What you are asked to do
Reproduce verbatim the portion of the listing that runs from the line containing "plain comma-delimited, no" to the line containing "485,250,549,582", including both of those lines.

Materials provided
#####

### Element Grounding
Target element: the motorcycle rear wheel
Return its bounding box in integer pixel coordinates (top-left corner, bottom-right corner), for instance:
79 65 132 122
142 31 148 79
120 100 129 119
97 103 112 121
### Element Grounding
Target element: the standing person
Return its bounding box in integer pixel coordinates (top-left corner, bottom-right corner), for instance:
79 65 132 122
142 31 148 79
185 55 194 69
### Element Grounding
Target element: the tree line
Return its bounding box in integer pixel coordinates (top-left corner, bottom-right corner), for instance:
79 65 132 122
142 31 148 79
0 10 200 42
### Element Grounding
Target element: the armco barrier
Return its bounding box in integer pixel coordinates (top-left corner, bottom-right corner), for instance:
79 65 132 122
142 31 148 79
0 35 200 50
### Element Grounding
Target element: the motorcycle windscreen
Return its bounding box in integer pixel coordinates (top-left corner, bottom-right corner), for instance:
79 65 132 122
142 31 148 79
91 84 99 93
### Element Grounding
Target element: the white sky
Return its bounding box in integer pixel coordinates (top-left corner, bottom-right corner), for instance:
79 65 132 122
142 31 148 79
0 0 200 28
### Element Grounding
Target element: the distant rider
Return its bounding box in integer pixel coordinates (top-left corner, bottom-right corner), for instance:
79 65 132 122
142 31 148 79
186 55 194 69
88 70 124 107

#####

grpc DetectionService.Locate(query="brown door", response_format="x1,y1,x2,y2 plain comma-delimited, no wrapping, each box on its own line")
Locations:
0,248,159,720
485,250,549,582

#####

Result of this task
grpc DetectionService.Locate(query="brown door", response_format="x1,y1,x2,y2 plain comma-delimited, no wrapping, each box on its own line")
Locations:
0,248,159,720
485,250,549,582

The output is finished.